* **Task goal**
Please retype the records below exactly as they appear, but leave out the pictures.

━━━━━━━━

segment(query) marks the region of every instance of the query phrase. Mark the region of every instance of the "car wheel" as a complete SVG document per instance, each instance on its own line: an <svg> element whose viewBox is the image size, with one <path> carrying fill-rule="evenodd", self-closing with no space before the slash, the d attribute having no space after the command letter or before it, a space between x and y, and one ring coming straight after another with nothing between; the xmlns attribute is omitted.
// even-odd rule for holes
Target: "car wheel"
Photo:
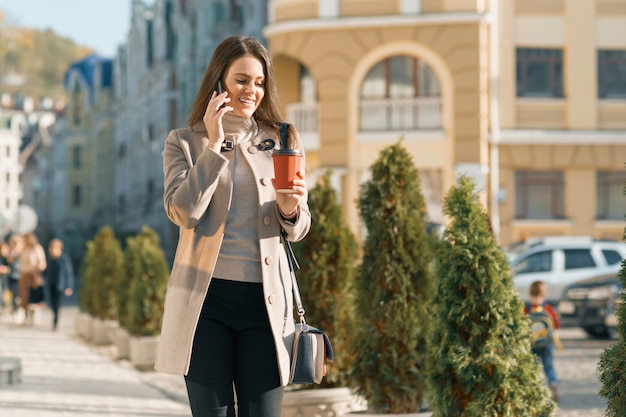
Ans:
<svg viewBox="0 0 626 417"><path fill-rule="evenodd" d="M583 327L585 333L594 339L610 339L611 331L605 326Z"/></svg>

━━━━━━━━

* **Task output**
segment(query) marks the region of every instance of the query phrase. Mark the region of every instance of the "car wheel" as a complete SVG document per instance, each instance on its own line: an <svg> element whose viewBox is the image size, with one <path> carrying fill-rule="evenodd", self-closing with no space before the slash, the d attribute having no space after the command letter or before it, a space between x and y, and one ring coming straight after another with nothing between; the xmlns attribute is omitted.
// even-odd rule for holes
Target: "car wheel"
Photo:
Ans:
<svg viewBox="0 0 626 417"><path fill-rule="evenodd" d="M583 327L585 333L594 339L610 339L611 331L605 326Z"/></svg>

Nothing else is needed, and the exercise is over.